### What is being asked:
Using the entries that follow, give the number of lines containing the string "field". Write nothing besides that number.

### Listed entries:
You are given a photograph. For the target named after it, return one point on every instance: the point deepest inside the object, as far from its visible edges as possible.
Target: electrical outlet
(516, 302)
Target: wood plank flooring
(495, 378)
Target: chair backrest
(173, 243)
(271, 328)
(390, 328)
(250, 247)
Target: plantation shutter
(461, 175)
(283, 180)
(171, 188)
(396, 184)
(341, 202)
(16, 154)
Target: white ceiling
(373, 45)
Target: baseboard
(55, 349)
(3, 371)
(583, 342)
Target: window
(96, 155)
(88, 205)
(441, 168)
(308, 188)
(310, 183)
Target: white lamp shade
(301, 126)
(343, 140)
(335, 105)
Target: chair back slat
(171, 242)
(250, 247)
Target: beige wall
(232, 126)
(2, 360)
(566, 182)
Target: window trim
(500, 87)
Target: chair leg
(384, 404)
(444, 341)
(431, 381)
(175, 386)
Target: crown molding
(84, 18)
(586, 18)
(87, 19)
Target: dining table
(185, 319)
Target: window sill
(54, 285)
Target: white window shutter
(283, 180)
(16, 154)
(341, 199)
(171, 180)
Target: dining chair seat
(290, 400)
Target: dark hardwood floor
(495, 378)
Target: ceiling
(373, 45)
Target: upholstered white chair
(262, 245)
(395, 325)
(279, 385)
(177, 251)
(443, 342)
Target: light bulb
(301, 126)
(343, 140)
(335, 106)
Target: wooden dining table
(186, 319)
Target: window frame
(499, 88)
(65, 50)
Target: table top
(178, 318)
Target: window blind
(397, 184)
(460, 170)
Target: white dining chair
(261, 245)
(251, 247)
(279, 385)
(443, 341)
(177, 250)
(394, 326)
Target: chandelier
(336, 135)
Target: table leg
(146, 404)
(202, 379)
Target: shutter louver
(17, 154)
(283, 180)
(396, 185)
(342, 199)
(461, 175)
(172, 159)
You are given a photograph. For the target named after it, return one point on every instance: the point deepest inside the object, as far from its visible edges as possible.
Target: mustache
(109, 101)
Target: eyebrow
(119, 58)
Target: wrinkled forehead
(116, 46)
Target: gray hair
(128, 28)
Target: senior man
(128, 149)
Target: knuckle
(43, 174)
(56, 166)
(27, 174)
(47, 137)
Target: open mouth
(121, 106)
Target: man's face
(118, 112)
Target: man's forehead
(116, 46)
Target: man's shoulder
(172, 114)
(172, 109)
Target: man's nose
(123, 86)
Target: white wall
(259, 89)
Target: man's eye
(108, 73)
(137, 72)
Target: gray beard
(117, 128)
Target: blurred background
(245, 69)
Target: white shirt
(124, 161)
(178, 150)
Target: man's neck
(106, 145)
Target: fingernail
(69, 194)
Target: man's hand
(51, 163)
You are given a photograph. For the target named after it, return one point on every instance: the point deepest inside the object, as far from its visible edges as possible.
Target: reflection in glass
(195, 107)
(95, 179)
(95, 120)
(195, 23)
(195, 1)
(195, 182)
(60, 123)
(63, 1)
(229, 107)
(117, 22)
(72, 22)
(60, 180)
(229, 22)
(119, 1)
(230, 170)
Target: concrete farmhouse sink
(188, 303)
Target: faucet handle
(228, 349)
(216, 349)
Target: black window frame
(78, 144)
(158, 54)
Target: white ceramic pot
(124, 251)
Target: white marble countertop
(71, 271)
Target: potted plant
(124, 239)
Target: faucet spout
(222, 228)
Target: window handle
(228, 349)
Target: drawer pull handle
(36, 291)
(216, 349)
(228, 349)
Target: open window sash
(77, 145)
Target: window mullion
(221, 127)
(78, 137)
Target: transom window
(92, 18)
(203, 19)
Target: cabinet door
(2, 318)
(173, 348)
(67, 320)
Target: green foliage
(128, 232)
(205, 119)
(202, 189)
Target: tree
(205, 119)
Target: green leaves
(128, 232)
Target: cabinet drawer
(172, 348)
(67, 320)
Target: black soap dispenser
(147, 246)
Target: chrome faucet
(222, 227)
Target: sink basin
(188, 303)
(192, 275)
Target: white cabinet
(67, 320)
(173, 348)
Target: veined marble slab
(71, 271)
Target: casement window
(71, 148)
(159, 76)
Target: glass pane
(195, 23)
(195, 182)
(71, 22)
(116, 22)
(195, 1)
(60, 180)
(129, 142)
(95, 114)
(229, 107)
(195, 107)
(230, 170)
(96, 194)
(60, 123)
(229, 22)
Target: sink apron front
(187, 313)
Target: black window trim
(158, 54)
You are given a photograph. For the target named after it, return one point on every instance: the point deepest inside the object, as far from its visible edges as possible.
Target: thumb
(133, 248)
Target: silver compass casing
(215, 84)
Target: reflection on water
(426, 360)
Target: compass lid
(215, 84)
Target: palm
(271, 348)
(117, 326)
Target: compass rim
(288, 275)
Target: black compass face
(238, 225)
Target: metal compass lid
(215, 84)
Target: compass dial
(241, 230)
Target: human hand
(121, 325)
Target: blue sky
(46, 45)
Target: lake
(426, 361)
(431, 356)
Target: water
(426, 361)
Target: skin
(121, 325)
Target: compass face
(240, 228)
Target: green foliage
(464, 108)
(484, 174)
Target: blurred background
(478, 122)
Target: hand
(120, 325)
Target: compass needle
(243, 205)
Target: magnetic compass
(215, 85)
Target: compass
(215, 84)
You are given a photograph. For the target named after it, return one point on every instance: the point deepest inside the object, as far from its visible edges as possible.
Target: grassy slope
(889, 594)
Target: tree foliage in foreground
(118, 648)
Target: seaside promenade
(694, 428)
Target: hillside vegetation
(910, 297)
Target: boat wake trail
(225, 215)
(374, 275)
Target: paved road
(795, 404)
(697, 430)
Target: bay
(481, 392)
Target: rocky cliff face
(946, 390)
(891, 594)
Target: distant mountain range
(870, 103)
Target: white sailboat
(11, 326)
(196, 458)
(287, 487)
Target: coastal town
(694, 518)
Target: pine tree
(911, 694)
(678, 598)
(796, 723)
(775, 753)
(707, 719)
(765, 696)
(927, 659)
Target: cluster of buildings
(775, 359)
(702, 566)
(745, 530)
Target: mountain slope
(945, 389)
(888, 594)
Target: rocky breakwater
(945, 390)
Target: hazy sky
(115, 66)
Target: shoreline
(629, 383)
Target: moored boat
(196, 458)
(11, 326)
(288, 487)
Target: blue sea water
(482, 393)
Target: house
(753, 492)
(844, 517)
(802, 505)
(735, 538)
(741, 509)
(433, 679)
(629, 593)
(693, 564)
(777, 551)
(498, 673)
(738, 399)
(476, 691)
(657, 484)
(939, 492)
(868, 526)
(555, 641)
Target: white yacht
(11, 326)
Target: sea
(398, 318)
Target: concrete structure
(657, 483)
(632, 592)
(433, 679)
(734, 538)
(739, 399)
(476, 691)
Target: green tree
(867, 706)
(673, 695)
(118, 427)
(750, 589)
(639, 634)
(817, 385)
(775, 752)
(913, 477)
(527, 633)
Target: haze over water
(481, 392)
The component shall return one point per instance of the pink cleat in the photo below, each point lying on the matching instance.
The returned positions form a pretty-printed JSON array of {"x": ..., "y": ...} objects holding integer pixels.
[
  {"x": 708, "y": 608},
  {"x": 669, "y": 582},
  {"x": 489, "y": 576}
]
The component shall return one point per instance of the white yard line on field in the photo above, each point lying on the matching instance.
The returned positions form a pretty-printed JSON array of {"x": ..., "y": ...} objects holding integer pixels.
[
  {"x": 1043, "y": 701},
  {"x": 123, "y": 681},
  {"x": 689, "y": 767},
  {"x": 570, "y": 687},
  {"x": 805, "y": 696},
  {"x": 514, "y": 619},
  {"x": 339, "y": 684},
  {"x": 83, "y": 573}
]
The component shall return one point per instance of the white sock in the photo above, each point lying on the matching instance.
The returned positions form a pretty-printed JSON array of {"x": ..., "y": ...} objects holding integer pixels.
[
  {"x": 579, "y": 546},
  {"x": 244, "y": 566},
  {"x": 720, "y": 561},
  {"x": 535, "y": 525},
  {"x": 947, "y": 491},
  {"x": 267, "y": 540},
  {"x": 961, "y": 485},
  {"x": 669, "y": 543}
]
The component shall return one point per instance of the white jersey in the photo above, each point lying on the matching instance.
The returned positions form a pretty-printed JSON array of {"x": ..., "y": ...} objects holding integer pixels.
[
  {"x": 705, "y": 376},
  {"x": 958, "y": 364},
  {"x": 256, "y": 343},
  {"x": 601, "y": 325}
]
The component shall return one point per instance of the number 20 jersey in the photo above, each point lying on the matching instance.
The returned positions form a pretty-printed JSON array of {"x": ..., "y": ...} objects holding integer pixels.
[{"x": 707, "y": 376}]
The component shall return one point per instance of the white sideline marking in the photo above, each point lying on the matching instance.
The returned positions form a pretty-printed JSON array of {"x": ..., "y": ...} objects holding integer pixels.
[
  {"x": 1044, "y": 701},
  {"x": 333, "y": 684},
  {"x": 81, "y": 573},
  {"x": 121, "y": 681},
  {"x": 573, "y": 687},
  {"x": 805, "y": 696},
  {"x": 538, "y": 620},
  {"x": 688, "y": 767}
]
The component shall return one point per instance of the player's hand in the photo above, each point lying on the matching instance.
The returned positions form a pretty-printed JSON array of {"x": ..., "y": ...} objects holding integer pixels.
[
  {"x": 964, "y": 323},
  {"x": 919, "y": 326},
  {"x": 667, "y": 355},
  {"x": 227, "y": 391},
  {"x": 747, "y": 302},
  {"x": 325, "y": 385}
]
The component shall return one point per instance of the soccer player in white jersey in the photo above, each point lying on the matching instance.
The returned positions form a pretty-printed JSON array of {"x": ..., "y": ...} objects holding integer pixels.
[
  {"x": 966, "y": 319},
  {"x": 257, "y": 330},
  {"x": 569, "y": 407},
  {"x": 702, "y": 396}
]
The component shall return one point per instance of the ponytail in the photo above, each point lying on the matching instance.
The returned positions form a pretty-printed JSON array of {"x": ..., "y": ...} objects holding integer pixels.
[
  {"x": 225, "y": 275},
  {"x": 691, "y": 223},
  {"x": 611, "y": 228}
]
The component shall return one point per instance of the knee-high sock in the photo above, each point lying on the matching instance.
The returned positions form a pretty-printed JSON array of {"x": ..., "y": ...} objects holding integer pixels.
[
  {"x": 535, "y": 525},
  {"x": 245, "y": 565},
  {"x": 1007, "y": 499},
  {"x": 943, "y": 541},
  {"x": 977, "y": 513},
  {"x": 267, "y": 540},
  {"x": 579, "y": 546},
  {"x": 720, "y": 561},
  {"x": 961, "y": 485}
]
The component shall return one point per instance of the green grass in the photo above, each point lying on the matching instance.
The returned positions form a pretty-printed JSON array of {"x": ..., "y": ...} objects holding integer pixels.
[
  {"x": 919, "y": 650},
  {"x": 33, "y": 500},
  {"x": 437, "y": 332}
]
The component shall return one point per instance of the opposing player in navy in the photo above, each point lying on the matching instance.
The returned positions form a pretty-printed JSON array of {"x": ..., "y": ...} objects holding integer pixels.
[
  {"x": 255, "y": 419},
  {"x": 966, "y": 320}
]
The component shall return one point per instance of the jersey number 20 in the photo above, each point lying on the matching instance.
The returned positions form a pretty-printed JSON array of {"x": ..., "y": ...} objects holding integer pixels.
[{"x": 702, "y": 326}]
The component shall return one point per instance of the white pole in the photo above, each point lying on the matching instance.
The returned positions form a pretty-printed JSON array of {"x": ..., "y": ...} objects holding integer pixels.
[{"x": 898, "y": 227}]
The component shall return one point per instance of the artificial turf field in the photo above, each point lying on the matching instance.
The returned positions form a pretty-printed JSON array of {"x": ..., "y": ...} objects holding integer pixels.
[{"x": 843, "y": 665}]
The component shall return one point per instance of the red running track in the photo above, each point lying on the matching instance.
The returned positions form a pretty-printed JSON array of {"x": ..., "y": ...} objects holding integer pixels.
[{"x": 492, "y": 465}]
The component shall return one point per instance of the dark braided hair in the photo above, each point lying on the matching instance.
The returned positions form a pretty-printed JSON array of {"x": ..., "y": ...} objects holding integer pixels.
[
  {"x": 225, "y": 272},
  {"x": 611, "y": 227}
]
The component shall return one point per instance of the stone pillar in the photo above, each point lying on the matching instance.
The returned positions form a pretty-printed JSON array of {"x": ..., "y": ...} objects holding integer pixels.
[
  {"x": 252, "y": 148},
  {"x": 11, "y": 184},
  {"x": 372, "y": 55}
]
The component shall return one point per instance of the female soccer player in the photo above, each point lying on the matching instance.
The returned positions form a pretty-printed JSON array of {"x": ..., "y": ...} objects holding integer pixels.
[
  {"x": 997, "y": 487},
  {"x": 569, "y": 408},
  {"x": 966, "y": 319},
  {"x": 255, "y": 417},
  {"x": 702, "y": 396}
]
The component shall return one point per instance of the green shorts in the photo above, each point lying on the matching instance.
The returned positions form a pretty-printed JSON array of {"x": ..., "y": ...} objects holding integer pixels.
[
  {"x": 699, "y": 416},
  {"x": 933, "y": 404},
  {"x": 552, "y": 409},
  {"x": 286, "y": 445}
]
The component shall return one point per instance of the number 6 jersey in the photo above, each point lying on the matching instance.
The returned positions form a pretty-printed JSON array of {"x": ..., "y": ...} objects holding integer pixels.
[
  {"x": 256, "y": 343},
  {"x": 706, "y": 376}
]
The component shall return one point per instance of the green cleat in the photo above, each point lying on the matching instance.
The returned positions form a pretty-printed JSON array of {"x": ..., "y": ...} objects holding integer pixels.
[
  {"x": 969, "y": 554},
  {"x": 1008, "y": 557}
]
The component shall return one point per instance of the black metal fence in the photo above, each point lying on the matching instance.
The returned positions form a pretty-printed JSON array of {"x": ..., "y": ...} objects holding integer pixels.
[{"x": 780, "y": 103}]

### Final answer:
2